EXTRAIT À LIRE:
• Quel enseignement ou conclusion est-on en droit de tirer de la décision de Rached Ghannouchi et des membres du Parlement dissous de tenir prochainement de nouvelles sessions parlementaires virtuelles ?
• Quelle symbolique Rached Ghannouchi cherche-t-il à imprimer à la marche de protestation qu’il envisage d’organiser le samedi 9 avril, jour de la fête des Martyrs ?
• Le président d’Ennahdha a-t-il le droit de parler au nom de tous les partis de l’opposition en prétendant qu’ils participeront à la manifestation du 9 avril ?
Au moment où le Président de la République, Kaïs Saïed, a choisi la voie de l’apaisement en écoutant les approches des organisations nationales sur le tant attendu dialogue national, que les contours de ce même dialogue commencent à prendre forme (voir La Presse du mardi 6 avril) et que le Chef de l’Etat affirme que l’Instance supérieure indépendante des élections (Isie) supervisera les prochaines législatives anticipées prévues le 17 décembre prochain et le référendum programmé pour le 25 juillet 2022, mettant fin, ainsi, à une polémique qui n’a que trop duré sur la préservation ou la dissolution de l’Isie, voilà que Rached Ghannouchi, président d’Ennahdha, opte pour l’escalade et se considère toujours comme le président du Parlement bien que ce dernier ait été dissous en vertu de l’article 72 de la Constitution par le Président de la République.
En effet, dans une interview qu’il vient d’accorder à l’agence de presse allemande DPA, Ghannouchi parle encore au nom du Parlement dissous et annonce que «les sessions virtuelles du Parlement se poursuivront».
Il ajoute également: «Une marche de protestation contre les décisions du Président Kaïs Saïed se tiendra le samedi 9 avril».
Le choix de la date de la journée du 9 avril et du boulevard du 9-Avril 1938 où se déroulera la manifestation est symbolique à plus d’un titre, dans la mesure où la journée de samedi prochain correspond avec le 84e anniversaire de la fête des Martyrs intervenue précisément le 9 avril 1938, jour où les Tunisiens ont payé de leur sang et plusieurs sont tombés en martyrs sous les balles des soldats du colonisateur français, leur crime étant qu’ils réclamaient, au prix de leur vie, un Parlement tunisien.

TÂCHE: Recopiez le passage de l'article sur Rached Ghannouchi en commençant à « Le choix de » et en terminant à « un Parlement tunisien. ». Vous n'aurez pas besoin des enregistrements.

DONNÉES ENREGISTRÉES:
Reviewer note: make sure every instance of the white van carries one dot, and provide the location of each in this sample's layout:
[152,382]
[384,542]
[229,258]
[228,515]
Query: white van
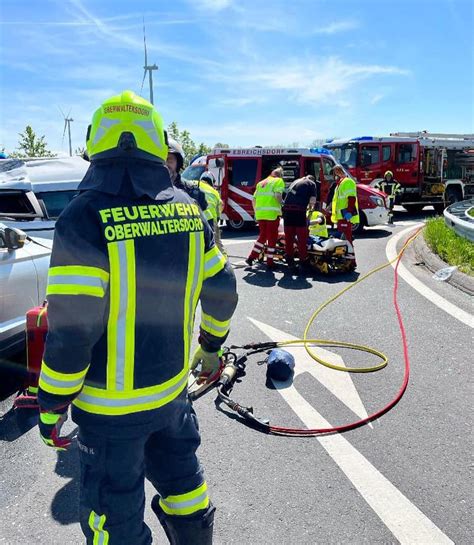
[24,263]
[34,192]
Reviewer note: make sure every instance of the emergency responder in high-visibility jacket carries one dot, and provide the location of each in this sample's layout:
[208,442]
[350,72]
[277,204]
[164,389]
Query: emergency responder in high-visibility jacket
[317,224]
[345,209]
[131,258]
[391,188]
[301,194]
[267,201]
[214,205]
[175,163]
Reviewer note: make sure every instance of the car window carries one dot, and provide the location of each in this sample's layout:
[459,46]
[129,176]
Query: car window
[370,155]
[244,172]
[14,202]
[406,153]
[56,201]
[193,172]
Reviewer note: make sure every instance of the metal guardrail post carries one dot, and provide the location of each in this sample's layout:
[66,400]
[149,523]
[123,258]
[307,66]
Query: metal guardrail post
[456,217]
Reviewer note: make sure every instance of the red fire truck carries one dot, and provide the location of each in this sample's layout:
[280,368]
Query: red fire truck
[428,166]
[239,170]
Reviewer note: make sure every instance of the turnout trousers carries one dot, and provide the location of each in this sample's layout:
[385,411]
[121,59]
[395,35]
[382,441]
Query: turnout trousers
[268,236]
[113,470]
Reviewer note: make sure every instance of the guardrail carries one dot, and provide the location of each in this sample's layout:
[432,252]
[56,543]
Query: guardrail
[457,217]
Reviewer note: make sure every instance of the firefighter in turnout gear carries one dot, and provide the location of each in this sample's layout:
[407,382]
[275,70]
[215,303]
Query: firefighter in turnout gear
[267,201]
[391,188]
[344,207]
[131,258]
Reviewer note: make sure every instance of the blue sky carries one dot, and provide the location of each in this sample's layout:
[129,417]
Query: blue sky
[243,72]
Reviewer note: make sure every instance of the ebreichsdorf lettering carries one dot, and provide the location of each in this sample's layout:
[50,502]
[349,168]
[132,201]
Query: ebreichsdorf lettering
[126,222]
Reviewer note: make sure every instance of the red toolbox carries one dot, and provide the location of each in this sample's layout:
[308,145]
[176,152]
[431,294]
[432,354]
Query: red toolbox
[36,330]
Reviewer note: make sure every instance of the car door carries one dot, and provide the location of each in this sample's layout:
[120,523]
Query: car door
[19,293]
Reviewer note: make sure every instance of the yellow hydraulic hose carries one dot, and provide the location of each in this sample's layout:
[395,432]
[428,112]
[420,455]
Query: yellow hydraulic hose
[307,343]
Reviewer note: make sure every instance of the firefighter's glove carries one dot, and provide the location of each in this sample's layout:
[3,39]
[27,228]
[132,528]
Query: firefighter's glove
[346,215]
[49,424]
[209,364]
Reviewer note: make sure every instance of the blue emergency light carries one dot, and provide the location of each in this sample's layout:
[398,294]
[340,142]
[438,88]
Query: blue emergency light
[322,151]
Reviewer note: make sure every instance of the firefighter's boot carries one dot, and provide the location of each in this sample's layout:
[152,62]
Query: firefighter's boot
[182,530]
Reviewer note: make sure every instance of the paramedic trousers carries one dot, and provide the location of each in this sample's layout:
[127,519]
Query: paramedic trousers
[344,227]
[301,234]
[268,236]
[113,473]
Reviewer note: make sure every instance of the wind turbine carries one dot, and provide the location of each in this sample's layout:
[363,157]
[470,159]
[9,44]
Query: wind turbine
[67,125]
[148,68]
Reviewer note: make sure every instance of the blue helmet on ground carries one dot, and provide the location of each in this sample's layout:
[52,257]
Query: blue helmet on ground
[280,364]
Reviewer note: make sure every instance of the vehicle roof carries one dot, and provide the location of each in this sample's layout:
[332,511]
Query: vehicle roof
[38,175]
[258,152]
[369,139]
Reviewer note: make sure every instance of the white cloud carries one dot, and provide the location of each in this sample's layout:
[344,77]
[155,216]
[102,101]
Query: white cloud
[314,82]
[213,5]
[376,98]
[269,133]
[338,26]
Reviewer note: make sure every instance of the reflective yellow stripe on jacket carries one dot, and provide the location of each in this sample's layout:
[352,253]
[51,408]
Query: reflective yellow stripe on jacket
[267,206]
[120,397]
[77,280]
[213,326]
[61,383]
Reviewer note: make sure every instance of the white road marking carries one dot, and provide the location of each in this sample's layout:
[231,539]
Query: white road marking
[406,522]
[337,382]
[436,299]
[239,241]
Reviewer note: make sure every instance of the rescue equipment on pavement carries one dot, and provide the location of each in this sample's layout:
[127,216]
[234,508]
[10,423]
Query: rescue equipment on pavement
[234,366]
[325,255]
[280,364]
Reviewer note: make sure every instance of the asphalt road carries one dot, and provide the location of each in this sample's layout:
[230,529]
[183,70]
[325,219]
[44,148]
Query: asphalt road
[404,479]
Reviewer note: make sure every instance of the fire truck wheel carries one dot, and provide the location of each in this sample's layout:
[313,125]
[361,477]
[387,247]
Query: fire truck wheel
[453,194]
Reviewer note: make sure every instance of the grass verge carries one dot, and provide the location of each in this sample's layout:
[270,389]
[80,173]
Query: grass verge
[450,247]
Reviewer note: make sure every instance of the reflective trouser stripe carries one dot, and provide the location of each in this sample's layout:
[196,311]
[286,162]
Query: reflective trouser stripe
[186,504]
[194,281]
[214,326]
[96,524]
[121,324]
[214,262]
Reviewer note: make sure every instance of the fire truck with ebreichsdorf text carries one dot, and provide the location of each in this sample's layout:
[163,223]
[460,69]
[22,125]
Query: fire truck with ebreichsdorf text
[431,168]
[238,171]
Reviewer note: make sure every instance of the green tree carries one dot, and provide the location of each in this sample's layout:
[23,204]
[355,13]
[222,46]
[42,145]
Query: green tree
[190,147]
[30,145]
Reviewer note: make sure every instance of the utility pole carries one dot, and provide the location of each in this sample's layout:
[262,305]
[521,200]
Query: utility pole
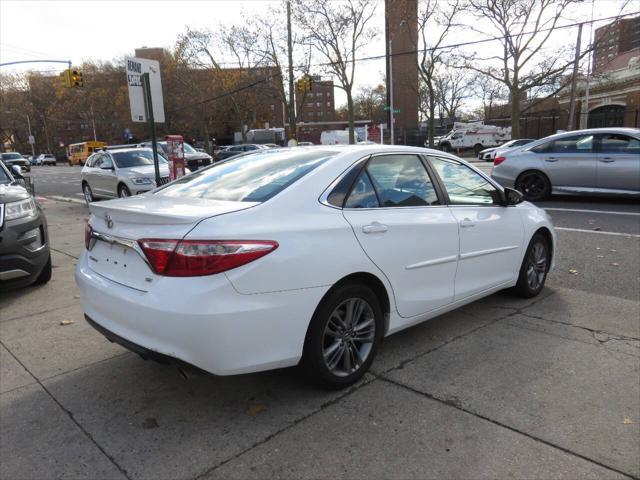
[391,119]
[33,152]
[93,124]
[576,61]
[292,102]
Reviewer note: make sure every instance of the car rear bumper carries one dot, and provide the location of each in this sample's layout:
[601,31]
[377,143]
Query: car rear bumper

RÉSULTAT CI-DESSOUS:
Le choix de la date de la journée du 9 avril et du boulevard du 9-Avril 1938 où se déroulera la manifestation est symbolique à plus d’un titre, dans la mesure où la journée de samedi prochain correspond avec le 84e anniversaire de la fête des Martyrs intervenue précisément le 9 avril 1938, jour où les Tunisiens ont payé de leur sang et plusieurs sont tombés en martyrs sous les balles des soldats du colonisateur français, leur crime étant qu’ils réclamaient, au prix de leur vie, un Parlement tunisien.